Text segment |
★ ★ ★ ★ ★
Is plant based milk as good a calcium source as whole milk? Is reduced fat milk as good as whole milk? What do we mean by ‘good’? Why not a couple of calcium pills and forget about drinking any kind of milk? Simple question, complicated answers. Why complicated? Because we are talking about one the main issues in staying alive and healthy – getting proper nutrition.

WHAT DO WE MEAN BY ‘GOOD’?

Is Food Calcium Absorbed Efficiently

As far as we are concerned, the calcium in a ‘good’ food source is ‘available’ to the body. And ‘available’ means it can be readily absorbed by the intestines into the blood. The word ‘bioavailable’ is – for us – best used this way: Is the food calcium absorbed efficiently? How efficiently? What fraction of the calcium in the food can be absorbed? This article is about liquid foods, milks of all sorts, from cows, plants, whatever. We view cow’s milk as the gold standard but we know not everyone uses it. In fact some plant based milks can achieve the same level of bioavailability as cow’s milk.

The milk is one thing, the intestines are another – they are alive and have their own idea about what fraction of calcium they will absorb. That fraction is regulated. So bioavailability as measured by absorption will vary from person to person. Studies of any one food will therefore have an average value and a spread depending on age, sex, and everything else that controls calcium absorption by the intestines.

What makes the food part of the equation interesting is that the food itself affects how well the intestines can absorb the calcium. The intestines have their goal – so much calcium absorbed per minute. The food offers more or less resistance to absorption depending on how it interacts with calcium – makes it more or less ‘available’ to the intestine. Fats, proteins, phosphates, phytate even oxalates in food interact with calcium, bind to it or not. Stomach acid changes foods, a lot, and therefore calcium binding.  But people can measure the overall fraction of calcium absorbed and that is a measure of ‘bioavailability’.

Is Food Calcium Retained By Bone?
★ ★ ★ ★ ★
Listed entries |

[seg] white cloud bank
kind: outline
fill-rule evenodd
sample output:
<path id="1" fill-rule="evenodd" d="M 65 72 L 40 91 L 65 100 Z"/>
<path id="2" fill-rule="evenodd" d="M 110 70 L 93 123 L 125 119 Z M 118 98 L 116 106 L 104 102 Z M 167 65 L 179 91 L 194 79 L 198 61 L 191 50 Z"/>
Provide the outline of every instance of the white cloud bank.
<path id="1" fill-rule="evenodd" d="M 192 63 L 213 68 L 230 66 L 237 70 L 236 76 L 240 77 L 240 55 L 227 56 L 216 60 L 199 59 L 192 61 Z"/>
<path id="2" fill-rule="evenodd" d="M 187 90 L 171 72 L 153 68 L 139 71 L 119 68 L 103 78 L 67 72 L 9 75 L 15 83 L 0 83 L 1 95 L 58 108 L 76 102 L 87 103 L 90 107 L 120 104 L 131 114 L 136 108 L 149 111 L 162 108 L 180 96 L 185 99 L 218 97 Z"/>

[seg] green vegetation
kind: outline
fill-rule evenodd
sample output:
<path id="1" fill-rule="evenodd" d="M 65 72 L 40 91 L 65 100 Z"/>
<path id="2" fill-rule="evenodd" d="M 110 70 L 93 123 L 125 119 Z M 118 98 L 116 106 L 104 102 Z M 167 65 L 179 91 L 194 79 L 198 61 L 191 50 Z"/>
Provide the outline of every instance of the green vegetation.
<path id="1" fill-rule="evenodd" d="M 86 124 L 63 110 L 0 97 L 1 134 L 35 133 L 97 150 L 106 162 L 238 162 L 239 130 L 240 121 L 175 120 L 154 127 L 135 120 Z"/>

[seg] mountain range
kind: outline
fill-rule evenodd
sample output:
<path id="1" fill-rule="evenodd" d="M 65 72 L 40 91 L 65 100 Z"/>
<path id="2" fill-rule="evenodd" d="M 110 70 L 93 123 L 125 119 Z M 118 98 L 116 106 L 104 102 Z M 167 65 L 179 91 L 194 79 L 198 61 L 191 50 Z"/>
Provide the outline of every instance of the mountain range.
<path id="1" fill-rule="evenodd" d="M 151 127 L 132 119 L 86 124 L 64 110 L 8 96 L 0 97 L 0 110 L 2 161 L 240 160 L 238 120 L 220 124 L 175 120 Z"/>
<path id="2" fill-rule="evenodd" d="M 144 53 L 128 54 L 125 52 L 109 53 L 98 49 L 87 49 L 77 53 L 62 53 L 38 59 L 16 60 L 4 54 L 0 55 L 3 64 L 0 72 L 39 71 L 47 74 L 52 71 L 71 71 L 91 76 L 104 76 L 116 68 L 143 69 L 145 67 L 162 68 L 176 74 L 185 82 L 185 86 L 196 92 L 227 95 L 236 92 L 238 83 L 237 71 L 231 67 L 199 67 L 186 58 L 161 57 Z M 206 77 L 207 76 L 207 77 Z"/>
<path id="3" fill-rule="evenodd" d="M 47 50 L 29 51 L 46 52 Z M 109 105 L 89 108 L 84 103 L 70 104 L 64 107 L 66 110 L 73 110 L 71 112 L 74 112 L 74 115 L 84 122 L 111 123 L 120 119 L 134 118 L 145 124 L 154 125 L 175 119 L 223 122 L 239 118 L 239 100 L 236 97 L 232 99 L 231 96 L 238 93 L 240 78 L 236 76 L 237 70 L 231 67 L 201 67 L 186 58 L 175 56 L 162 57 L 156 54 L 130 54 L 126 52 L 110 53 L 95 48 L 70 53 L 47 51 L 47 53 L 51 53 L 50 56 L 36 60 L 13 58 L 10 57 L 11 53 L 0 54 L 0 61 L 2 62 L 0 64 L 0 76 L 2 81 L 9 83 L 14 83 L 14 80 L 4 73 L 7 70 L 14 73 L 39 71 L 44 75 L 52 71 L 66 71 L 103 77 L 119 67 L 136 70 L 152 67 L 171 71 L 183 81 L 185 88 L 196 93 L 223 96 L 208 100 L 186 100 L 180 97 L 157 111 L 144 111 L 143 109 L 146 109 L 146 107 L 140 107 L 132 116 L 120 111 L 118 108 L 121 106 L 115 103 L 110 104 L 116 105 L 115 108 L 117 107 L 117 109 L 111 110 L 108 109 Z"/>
★ ★ ★ ★ ★
Exercise tasks |
1) List every substance in food that the text on milk and calcium names as interacting with calcium.
2) Continue the text on milk as a calcium source from where it stops.
None of the material is needed for the work that follows.

Answers per task |
1) Fats, proteins, phosphates, phytate, oxalates

2)
Some authors use ‘bioavailability’ to mean not only absorption of food calcium into blood but the use of that calcium by the body, especially to build and maintain bone. That is another matter altogether. Some calcium is secreted from blood into the intestine and lost in the stool ‘endogenous fecal calcium’. Saliva, pancreatic and biliary secretions, duodenal secretions. That subtracts from overall ‘absorption’: some calcium is coming in, some is leaving via the intestine. There there aare the kidneys. They filter and calcium out of the blood and let a certain amount escape into the urine – to cause stones in some people. So when we are talking about bioavailability in terms of bone we mean the net of absorption from food into blood, minus endogenous fecal calcium loss from blood into the stool, minus loss of calcium in the urine. Stone formers are unique in having a high frequency of ‘hypercalciuria’, more calcium loss in urine that is usual among people in general. That puts their bones at special risk.

To measure ‘bioavailability’ of a food as defined by bone calcium balance requires a lot of effort. One can use isotopes to mark uptake from food, endogenous fecal loss and if you add in simultaneous urine measurements you get an estimate. We do not much like this use of the word because regulation of urine calcium is independent of diet calcium, though very dependent on diet sodium, sugar, and protein. It makes little sense to isolate one food with calcium in it and speak about overall balance because that one food is just one part of what matters. So we use the word to mean the fraction of the calcium in a food that people will absorb into the blood.